Lines of data:
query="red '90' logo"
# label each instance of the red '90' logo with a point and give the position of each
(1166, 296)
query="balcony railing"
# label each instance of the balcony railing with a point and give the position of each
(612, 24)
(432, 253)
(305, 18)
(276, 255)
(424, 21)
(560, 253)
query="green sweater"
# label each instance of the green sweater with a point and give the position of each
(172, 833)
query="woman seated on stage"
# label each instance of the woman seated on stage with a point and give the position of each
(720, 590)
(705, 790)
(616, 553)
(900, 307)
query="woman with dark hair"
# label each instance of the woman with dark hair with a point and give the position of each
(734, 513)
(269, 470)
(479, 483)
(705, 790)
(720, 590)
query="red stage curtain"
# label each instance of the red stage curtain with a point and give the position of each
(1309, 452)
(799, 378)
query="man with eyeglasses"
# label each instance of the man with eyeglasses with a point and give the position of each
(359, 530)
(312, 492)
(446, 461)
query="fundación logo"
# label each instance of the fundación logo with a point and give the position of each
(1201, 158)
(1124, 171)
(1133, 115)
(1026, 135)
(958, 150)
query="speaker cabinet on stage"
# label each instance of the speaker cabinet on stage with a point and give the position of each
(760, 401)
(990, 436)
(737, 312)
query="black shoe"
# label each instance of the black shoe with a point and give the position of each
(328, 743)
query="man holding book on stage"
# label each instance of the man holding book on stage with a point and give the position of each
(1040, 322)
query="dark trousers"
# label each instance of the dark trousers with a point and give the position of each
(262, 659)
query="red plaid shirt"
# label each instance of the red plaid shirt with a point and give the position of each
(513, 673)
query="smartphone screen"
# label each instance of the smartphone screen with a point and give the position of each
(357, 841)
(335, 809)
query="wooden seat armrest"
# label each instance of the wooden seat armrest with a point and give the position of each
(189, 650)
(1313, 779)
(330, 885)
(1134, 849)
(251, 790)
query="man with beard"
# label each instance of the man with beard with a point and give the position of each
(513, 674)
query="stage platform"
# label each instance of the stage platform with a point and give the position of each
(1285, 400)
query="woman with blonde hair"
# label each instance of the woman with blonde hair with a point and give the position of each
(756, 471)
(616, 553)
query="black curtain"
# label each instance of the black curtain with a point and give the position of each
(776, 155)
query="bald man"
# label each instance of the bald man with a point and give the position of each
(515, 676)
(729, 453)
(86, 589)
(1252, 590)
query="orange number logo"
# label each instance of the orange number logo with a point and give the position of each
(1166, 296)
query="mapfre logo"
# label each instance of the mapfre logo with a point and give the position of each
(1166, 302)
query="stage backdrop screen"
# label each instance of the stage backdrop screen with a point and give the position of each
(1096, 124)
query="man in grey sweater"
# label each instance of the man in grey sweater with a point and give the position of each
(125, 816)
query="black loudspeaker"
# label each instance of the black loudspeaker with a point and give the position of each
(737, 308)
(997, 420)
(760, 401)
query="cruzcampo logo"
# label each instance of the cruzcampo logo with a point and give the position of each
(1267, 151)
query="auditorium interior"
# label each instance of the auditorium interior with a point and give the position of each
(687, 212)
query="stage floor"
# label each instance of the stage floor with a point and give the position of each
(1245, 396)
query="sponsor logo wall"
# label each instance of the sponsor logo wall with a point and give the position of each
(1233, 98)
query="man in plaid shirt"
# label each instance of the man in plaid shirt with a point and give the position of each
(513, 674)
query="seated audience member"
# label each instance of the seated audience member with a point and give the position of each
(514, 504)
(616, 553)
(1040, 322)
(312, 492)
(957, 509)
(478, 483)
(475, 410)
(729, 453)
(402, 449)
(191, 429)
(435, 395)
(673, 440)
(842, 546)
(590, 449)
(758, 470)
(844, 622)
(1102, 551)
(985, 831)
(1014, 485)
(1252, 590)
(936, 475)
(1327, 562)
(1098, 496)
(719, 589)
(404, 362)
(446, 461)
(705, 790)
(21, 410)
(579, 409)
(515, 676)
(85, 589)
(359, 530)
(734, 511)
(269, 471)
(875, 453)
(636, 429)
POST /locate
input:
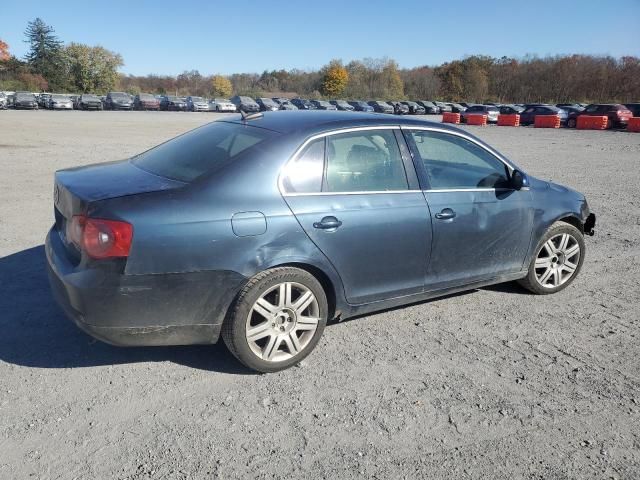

(DIRECTIONS) Gather each line in the material above that contains the string "platform". Case counts.

(RESULT OF THE TASK)
query="stage platform"
# label each instance of the stage platform with a point and give the position of each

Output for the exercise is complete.